# What is needed
Everything in the entries except the pictures must be duplicated exactly.

# Recorded information
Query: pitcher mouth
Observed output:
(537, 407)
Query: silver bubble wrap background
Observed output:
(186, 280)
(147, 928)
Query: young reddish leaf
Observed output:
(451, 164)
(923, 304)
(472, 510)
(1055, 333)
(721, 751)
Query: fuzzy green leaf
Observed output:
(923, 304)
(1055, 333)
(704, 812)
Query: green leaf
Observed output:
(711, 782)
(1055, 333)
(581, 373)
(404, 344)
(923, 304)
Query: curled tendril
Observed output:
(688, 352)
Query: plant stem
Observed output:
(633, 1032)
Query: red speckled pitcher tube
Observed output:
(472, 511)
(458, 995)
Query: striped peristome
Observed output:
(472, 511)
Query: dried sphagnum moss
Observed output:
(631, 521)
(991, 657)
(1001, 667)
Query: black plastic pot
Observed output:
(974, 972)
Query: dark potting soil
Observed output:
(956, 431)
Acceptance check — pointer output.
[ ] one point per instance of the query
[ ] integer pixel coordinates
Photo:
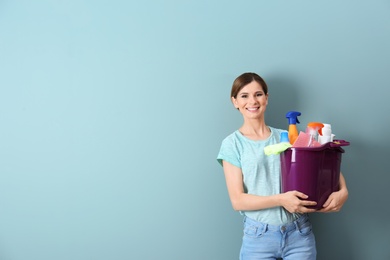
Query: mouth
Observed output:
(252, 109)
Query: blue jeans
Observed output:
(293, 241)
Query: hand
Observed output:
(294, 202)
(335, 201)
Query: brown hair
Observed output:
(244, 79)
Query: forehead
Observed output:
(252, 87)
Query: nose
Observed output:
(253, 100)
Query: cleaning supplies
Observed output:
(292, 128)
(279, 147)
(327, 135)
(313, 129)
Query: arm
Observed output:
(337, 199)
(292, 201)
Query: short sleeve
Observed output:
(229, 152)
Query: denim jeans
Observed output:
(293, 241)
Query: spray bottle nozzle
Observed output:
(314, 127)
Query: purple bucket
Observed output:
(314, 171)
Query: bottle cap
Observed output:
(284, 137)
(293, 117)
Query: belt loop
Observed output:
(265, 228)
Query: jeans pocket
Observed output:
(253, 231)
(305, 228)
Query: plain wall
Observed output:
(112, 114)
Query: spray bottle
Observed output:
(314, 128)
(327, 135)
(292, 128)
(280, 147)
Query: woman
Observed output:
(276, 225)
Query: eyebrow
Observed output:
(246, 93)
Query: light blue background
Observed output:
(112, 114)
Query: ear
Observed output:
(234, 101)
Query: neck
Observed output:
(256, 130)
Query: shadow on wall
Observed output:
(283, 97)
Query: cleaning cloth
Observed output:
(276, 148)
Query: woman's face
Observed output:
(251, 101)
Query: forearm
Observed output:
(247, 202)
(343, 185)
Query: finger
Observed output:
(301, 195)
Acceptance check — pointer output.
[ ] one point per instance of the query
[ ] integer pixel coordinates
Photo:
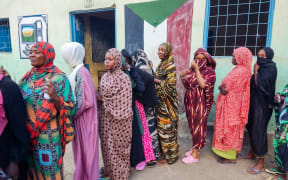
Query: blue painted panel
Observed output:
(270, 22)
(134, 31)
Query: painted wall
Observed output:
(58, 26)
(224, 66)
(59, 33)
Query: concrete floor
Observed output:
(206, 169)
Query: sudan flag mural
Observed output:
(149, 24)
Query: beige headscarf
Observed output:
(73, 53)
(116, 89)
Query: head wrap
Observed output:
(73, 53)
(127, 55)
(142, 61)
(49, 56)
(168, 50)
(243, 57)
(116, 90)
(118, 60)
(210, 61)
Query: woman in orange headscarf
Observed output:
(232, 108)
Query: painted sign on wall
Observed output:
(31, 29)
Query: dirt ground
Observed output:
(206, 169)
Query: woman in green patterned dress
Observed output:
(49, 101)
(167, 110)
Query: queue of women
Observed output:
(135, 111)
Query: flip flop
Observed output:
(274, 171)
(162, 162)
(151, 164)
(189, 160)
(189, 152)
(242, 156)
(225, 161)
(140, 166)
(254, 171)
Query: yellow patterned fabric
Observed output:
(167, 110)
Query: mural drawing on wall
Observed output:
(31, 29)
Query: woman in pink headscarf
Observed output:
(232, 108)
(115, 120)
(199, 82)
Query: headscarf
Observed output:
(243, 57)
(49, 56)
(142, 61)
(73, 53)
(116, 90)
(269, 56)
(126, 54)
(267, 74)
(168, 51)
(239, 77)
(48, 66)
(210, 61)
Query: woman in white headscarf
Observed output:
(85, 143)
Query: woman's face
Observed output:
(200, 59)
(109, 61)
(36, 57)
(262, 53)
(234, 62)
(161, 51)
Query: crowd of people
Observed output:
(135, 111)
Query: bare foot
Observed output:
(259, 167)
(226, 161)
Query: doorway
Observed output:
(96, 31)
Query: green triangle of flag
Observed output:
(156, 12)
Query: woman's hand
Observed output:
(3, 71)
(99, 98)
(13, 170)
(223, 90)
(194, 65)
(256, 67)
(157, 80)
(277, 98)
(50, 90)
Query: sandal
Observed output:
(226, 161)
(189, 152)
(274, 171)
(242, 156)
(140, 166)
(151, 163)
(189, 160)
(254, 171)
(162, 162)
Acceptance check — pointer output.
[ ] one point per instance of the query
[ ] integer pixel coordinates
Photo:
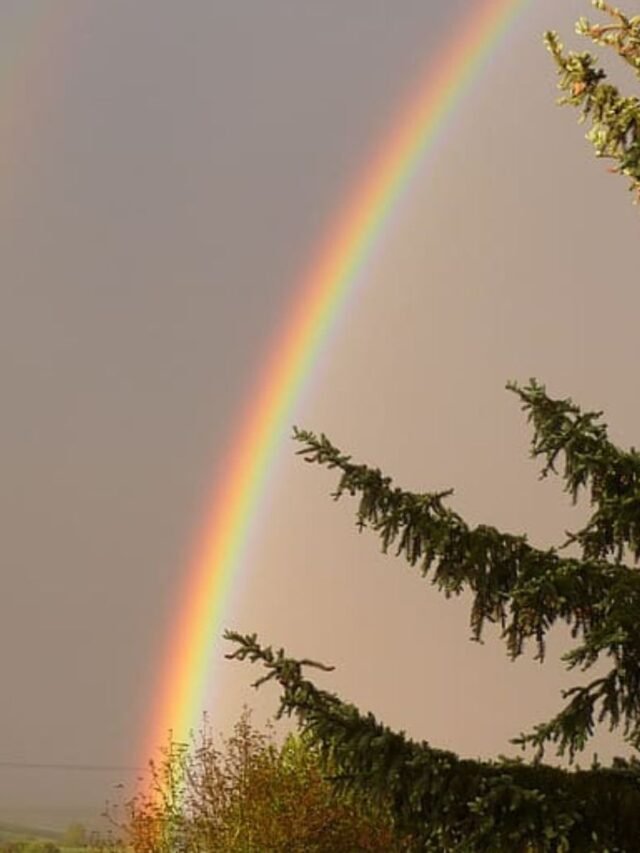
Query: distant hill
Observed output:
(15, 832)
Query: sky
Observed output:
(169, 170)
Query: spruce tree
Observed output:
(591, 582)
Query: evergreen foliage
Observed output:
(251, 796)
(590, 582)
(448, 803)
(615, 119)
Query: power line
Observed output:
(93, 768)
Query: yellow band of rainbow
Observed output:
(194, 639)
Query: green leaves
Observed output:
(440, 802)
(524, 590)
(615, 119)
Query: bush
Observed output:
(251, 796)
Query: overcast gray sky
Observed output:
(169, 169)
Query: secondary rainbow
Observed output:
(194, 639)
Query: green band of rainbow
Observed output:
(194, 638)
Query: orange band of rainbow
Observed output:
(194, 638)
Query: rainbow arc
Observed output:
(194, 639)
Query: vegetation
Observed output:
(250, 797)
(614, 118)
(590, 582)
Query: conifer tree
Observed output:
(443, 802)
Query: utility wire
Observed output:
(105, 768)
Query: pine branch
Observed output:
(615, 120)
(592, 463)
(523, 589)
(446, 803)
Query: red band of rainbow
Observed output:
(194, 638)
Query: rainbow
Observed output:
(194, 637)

# Answer box
Query: pitcher mouth
Observed output:
(537, 407)
Query: silver bubble wrap background
Observed output:
(186, 280)
(147, 928)
Query: young reddish leaf
Observed output:
(451, 164)
(923, 304)
(472, 510)
(1055, 333)
(721, 751)
Query: fuzzy green leaf
Observed output:
(923, 304)
(1055, 333)
(704, 812)
Query: green leaf
Observed output:
(711, 782)
(1055, 333)
(581, 373)
(404, 344)
(923, 304)
Query: curled tendril
Observed output:
(688, 352)
Query: plant stem
Observed output:
(633, 1032)
Query: red speckled pitcher tube
Observed output:
(472, 511)
(458, 995)
Query: striped peristome
Observed output:
(472, 511)
Query: dried sphagnum moss
Observed output:
(631, 521)
(991, 657)
(1001, 667)
Query: black plastic pot
Observed output:
(974, 972)
Query: dark potting soil
Observed output:
(956, 431)
Acceptance check — pointer output.
[ ] one point per instance of the query
[ ] integer pixel coordinates
Photo:
Query: mouth
Observed output:
(252, 109)
Query: blue jeans
Observed output:
(293, 241)
Query: hand
Observed output:
(294, 202)
(335, 201)
Query: brown hair
Observed output:
(244, 79)
Query: forehead
Observed output:
(252, 87)
Query: nose
Observed output:
(253, 100)
Query: cleaning supplies
Observed output:
(292, 128)
(279, 147)
(327, 135)
(313, 129)
Query: arm
Observed output:
(337, 199)
(292, 201)
Query: short sleeve
Observed output:
(229, 152)
Query: denim jeans
Observed output:
(293, 241)
Query: spray bottle nozzle
Observed output:
(314, 127)
Query: purple bucket
Observed output:
(314, 171)
Query: bottle cap
Observed output:
(284, 137)
(293, 117)
Query: belt loop
Observed output:
(265, 228)
Query: jeans pocket
Observed output:
(253, 231)
(305, 228)
Query: plain wall
Observed output:
(112, 114)
Query: spray bottle
Observed output:
(314, 128)
(327, 135)
(292, 128)
(280, 147)
Query: woman
Observed output:
(276, 225)
Query: eyebrow
Observed output:
(246, 93)
Query: light blue background
Observed output:
(112, 114)
Query: ear
Observed output:
(234, 101)
Query: neck
Observed output:
(256, 130)
Query: shadow on wall
Observed output:
(283, 97)
Query: cleaning cloth
Observed output:
(276, 148)
Query: woman's face
Observed output:
(251, 101)
Query: forearm
Observed output:
(247, 202)
(343, 185)
Query: finger
Observed output:
(301, 195)
Acceptance check — pointer output.
[ ] one point per instance of the query
[ ] integer pixel coordinates
Photo:
Query: blue painted panel
Observed output:
(270, 22)
(134, 31)
Query: painted wall
Observed output:
(58, 26)
(224, 66)
(59, 33)
Query: concrete floor
Observed output:
(206, 169)
Query: sudan flag mural
Observed output:
(149, 24)
Query: beige headscarf
Observed output:
(73, 53)
(116, 89)
Query: head wrap
Observed output:
(73, 53)
(127, 55)
(142, 61)
(49, 56)
(168, 50)
(243, 57)
(116, 90)
(118, 60)
(210, 61)
Query: woman in orange headscarf
Observed output:
(232, 108)
Query: painted sign on wall
Observed output:
(31, 29)
Query: dirt ground
Observed output:
(206, 169)
Query: woman in green patterned dress
Observed output:
(49, 101)
(167, 110)
Query: queue of women
Observed output:
(135, 111)
Query: flip flop
Observed output:
(274, 171)
(162, 162)
(151, 164)
(189, 160)
(189, 152)
(242, 156)
(225, 161)
(140, 166)
(254, 171)
Query: yellow patterned fabric
Observed output:
(167, 110)
Query: mural drawing on wall
Observed output:
(31, 29)
Query: woman in pink headscarf
Observed output:
(232, 108)
(115, 120)
(199, 82)
Query: headscarf
Observed output:
(243, 57)
(49, 56)
(142, 61)
(73, 53)
(116, 90)
(269, 56)
(126, 54)
(267, 74)
(168, 51)
(239, 77)
(48, 66)
(210, 61)
Query: woman in white headscarf
Observed output:
(85, 143)
Query: woman's face
Observed output:
(200, 59)
(109, 61)
(36, 57)
(262, 53)
(234, 62)
(161, 51)
Query: crowd of people
Observed output:
(135, 111)
Query: bare foot
Observed output:
(259, 167)
(226, 161)
Query: doorway
Observed output:
(96, 31)
Query: green triangle of flag
Observed output:
(156, 12)
Query: woman's hand
Observed output:
(3, 71)
(99, 98)
(13, 170)
(223, 90)
(194, 65)
(256, 67)
(157, 80)
(277, 98)
(50, 90)
Query: sandal
Observed output:
(226, 161)
(189, 152)
(274, 171)
(242, 156)
(140, 166)
(151, 163)
(189, 160)
(254, 171)
(162, 162)
Acceptance check — pointer output.
[ ] one point per instance of the query
[ ] integer pixel coordinates
Photo:
Query: distant hill
Observed output:
(15, 832)
Query: sky
Observed output:
(169, 170)
Query: spruce tree
Observed output:
(591, 582)
Query: evergreen foliage
Observed output:
(251, 796)
(590, 582)
(448, 803)
(615, 119)
Query: power line
Observed output:
(93, 768)
Query: yellow band of rainbow
Observed output:
(194, 639)
Query: green leaves
Observed output:
(440, 802)
(524, 590)
(615, 119)
Query: bush
Observed output:
(251, 796)
Query: overcast gray sky
Observed output:
(169, 169)
Query: secondary rainbow
Observed output:
(194, 639)
Query: green band of rainbow
Observed output:
(194, 638)
Query: orange band of rainbow
Observed output:
(194, 638)
Query: rainbow arc
Observed output:
(194, 639)
Query: vegetation
Observed output:
(250, 797)
(614, 118)
(590, 582)
Query: conifer tree
Observed output:
(443, 802)
Query: utility wire
Observed output:
(105, 768)
Query: pine branch
Observed output:
(615, 120)
(592, 463)
(523, 589)
(446, 803)
Query: red band of rainbow
Observed output:
(194, 638)
Query: rainbow
Observed output:
(194, 637)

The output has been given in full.